● **Task requirements**
Reproduce the records below exactly from their first line through the line containing "Target: gilded wall panel", omitting all pictures.

● **Provided material**
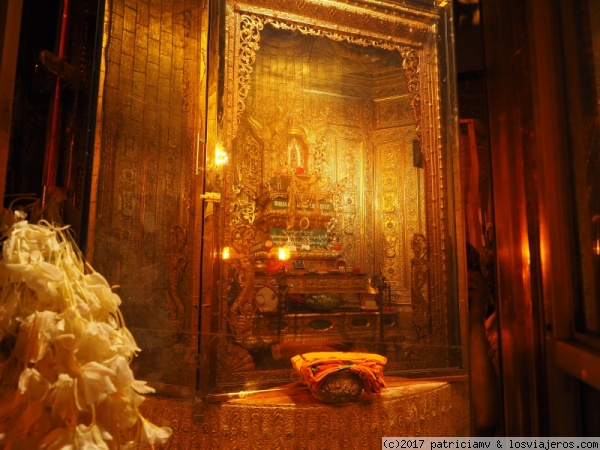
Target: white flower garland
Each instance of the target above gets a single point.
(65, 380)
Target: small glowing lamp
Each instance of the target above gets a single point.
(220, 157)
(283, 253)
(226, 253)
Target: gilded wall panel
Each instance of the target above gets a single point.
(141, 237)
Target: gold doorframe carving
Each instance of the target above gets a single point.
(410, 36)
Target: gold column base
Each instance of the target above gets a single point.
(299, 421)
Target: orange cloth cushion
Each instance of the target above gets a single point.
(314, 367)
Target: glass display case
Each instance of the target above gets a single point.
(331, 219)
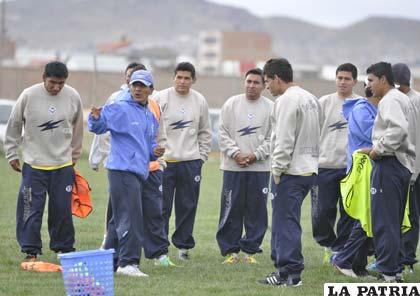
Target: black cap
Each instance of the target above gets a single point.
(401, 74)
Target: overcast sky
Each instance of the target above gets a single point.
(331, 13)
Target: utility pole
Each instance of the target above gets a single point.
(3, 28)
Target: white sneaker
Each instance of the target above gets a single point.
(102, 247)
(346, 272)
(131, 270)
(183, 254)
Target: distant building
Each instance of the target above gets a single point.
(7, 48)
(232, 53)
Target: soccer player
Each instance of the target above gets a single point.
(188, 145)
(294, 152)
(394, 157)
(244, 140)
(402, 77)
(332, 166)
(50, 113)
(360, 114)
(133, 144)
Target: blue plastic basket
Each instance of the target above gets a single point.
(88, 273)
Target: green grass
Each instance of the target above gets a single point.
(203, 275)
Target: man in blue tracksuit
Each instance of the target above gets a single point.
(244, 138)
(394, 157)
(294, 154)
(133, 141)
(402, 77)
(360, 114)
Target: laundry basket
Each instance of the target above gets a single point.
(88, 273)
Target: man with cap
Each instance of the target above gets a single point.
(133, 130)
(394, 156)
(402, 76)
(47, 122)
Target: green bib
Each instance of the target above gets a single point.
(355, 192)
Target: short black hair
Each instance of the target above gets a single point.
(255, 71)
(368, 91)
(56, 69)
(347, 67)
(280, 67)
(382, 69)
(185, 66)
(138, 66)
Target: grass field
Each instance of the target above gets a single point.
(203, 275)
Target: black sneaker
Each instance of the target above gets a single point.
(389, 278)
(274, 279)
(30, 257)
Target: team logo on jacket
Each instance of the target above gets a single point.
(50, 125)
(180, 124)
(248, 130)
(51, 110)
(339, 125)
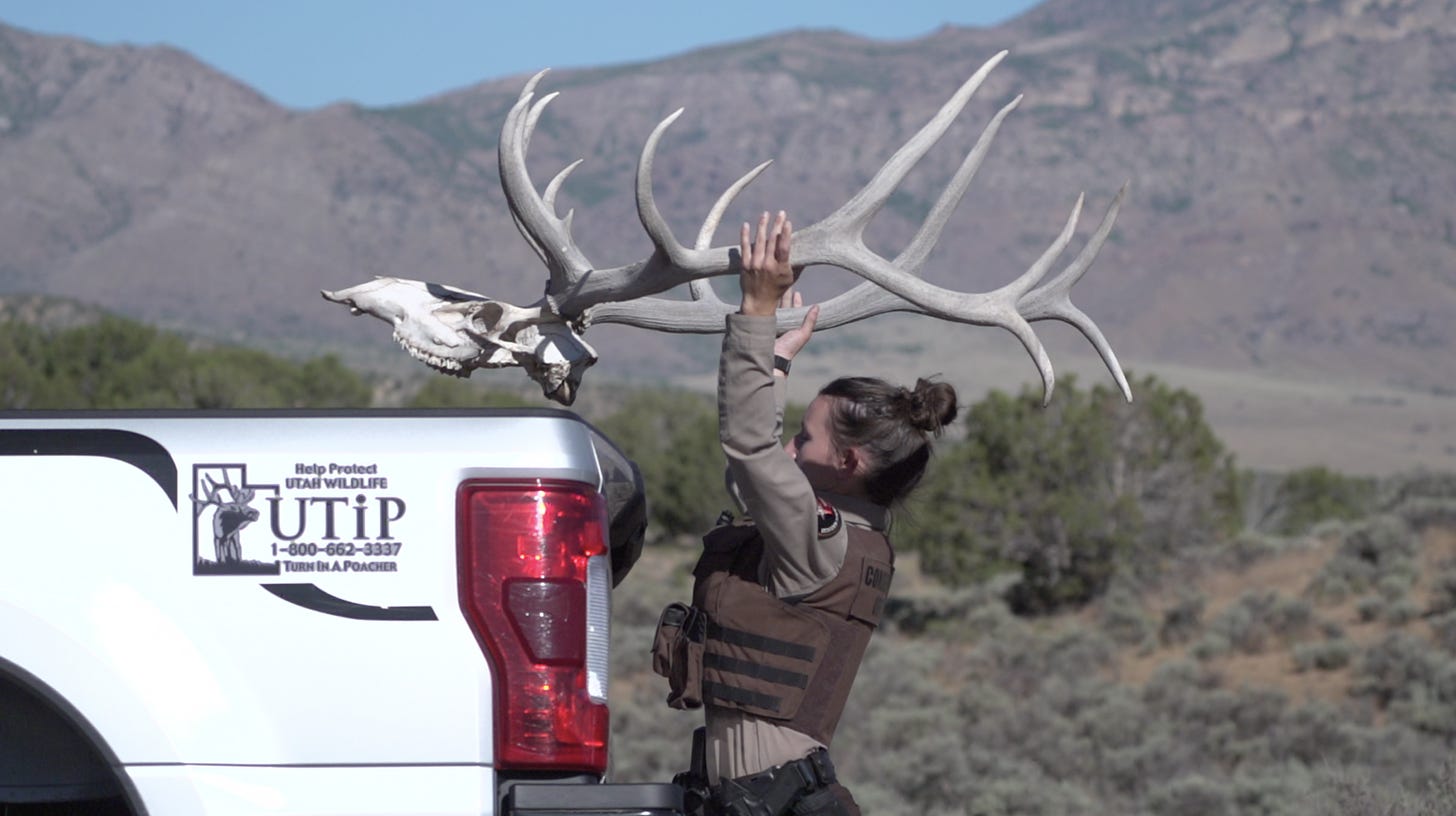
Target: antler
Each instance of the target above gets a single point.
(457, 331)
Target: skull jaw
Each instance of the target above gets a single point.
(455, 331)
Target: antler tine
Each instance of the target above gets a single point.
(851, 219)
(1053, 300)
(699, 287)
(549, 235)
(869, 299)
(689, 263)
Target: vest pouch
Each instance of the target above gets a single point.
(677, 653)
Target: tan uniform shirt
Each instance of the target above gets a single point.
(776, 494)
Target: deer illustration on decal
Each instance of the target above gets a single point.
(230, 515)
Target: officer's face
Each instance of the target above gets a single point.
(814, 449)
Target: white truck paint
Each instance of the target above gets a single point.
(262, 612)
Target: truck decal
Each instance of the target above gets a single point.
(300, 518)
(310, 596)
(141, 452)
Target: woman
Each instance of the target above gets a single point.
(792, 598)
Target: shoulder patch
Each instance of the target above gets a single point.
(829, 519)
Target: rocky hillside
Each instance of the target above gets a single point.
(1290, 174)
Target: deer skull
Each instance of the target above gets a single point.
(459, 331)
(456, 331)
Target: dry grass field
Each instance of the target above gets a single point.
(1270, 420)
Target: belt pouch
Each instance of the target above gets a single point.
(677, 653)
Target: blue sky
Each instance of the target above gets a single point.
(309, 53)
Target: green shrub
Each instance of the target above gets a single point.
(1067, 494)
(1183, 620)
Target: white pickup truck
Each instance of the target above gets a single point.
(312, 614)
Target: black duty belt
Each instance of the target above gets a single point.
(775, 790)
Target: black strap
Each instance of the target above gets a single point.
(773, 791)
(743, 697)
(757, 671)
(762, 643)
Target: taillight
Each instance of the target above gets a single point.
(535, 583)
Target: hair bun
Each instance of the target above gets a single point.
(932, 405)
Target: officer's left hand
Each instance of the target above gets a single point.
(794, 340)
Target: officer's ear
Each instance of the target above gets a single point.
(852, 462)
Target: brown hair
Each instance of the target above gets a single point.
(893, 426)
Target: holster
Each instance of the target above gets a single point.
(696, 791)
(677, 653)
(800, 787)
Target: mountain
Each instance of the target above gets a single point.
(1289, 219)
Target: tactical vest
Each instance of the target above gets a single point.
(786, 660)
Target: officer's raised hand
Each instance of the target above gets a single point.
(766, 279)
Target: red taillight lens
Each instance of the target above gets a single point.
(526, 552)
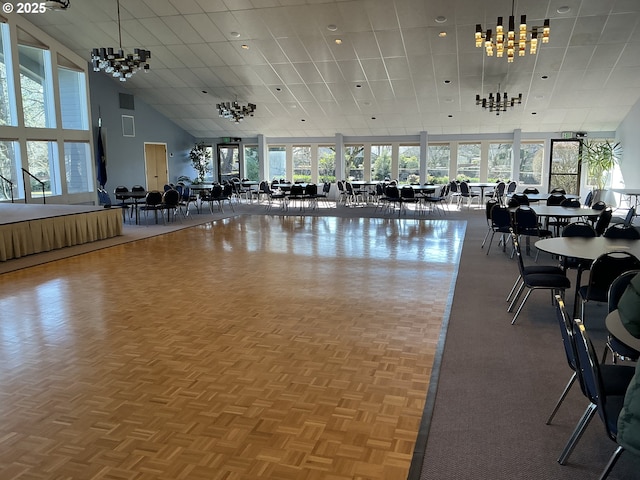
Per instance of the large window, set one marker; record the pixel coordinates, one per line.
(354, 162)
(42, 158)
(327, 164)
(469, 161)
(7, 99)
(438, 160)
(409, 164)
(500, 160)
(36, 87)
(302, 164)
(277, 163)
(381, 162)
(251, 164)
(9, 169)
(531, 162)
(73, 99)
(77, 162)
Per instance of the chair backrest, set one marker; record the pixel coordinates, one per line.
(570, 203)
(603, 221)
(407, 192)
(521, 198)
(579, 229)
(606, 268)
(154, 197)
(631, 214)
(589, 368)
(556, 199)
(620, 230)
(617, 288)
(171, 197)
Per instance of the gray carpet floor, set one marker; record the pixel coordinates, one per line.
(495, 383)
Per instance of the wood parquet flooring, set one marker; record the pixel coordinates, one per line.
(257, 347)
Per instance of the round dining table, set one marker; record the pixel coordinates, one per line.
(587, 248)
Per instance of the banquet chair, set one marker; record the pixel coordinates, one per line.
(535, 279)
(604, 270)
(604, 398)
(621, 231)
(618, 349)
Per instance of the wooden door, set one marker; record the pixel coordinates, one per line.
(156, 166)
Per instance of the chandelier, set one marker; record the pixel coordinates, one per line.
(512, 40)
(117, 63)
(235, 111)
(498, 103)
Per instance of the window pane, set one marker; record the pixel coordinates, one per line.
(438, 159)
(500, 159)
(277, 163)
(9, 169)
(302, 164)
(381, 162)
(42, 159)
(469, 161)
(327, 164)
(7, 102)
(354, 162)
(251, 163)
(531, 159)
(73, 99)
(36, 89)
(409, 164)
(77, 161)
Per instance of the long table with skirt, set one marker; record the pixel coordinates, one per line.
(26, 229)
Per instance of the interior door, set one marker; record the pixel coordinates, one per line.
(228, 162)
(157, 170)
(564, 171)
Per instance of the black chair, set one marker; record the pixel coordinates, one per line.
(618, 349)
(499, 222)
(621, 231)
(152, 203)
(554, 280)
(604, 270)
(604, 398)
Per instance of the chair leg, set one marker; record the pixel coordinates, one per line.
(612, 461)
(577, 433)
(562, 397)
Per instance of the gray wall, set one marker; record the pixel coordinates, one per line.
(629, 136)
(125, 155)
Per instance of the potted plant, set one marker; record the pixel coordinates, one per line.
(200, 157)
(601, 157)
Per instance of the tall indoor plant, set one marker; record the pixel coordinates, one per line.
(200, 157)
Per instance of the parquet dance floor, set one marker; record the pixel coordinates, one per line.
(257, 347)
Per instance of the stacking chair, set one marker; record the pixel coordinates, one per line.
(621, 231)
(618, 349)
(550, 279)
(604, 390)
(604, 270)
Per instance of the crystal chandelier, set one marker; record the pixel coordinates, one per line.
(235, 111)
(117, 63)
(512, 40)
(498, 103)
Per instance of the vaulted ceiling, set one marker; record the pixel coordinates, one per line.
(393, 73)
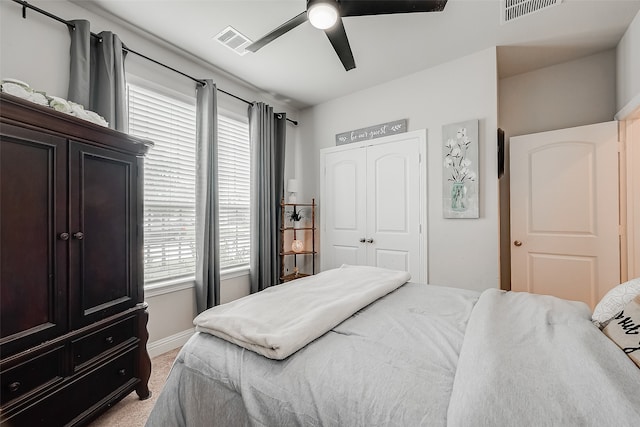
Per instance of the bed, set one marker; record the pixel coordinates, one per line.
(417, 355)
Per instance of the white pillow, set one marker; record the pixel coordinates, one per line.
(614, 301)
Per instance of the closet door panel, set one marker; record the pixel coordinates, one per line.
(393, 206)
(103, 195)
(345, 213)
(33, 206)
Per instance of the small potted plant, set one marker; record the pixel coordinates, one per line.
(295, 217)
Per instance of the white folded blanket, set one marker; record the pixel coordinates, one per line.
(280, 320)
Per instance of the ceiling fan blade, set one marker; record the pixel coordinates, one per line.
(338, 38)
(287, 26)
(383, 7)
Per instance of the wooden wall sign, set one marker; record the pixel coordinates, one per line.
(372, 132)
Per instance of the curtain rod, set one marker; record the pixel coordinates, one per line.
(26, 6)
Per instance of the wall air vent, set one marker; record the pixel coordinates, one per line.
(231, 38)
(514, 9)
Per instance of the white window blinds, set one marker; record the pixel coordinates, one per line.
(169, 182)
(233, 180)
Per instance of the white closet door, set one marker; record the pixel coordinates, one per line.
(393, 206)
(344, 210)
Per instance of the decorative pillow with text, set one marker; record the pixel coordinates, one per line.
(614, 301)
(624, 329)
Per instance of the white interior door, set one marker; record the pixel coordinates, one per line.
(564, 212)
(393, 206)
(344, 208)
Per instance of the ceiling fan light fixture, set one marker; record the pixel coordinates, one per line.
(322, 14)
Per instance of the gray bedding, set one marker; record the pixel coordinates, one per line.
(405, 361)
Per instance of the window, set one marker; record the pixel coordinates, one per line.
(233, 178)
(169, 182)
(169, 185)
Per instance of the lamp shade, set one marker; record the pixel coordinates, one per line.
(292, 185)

● **Written response**
Target: white flower garland
Each instance of the target above gets a single point.
(65, 380)
Target: small glowing lamp
Each instance of the target above gets a single point.
(220, 157)
(283, 253)
(226, 253)
Target: gilded wall panel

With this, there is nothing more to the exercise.